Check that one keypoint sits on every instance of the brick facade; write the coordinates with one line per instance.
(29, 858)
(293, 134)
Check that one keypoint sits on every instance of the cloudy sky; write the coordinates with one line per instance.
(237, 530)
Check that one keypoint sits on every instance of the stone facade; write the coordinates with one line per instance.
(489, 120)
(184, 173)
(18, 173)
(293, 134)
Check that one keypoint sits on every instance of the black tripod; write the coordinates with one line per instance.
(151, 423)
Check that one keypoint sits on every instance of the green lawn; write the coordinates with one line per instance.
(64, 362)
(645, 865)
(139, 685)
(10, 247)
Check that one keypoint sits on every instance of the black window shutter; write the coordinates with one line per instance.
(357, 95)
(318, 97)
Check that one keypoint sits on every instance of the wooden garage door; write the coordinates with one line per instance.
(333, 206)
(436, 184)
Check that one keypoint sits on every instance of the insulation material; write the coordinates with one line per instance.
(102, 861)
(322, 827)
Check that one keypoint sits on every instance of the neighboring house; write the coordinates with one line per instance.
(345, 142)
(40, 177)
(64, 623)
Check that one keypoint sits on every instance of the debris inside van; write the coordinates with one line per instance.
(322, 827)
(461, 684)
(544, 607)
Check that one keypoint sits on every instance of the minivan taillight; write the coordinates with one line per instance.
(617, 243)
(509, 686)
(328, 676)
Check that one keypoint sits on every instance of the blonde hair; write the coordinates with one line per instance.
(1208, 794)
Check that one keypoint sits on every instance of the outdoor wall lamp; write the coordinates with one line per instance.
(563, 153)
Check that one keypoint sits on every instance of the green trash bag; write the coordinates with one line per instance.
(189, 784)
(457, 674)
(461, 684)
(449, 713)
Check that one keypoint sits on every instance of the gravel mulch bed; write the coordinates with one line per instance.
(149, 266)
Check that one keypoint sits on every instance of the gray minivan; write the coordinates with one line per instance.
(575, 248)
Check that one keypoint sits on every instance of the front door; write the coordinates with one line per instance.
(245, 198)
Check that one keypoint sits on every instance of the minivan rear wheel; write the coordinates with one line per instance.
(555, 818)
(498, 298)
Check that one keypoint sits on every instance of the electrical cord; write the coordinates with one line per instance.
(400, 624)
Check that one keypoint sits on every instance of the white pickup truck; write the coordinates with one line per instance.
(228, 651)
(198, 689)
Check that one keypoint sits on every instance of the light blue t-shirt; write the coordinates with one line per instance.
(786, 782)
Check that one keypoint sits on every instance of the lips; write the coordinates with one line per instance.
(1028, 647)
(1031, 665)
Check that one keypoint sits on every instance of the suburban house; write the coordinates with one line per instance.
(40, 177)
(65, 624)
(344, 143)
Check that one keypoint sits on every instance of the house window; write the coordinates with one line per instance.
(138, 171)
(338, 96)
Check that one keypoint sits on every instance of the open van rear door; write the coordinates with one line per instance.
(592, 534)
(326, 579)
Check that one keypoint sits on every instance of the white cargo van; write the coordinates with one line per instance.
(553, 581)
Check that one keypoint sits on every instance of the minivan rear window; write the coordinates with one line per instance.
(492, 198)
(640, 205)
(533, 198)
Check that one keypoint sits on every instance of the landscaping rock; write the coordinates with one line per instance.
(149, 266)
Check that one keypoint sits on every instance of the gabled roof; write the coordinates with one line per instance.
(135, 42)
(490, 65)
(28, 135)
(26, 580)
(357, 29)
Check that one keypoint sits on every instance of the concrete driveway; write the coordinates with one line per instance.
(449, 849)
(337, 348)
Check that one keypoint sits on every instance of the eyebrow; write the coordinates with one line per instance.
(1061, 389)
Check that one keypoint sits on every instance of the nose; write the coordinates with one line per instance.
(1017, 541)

-=-=-

--- Exercise task ---
Reproduce the records word for word, starting at the line containing "the white cargo" and ending at the final line of the records, with both of those lines included.

--- Finished exercise ---
Check that one keypoint sits on every instance of the white cargo van; write the coordinates with one line per instance.
(553, 581)
Check that one keypoint sits on every instance of the minivan rear window; write the coordinates with one line per instance.
(492, 198)
(640, 205)
(533, 198)
Check that one keypoint sits on every instance of the landscaping rock; write the coordinates with one line per instance.
(149, 266)
Check that one keypoint sits on every instance of the gabled roof; write the coordinates with one line per instance.
(135, 42)
(490, 65)
(28, 135)
(26, 580)
(357, 29)
Check that one keypoint sits on every instance of the concrete driveway; write the coordinates with one line per instance.
(449, 849)
(337, 348)
Check that one keypoint sits on every instance of the eyebrow; write the coordinates with one line per instance.
(1061, 389)
Check that one keypoint sits on every instance of the nose; write the coordinates with one line per instance.
(1017, 541)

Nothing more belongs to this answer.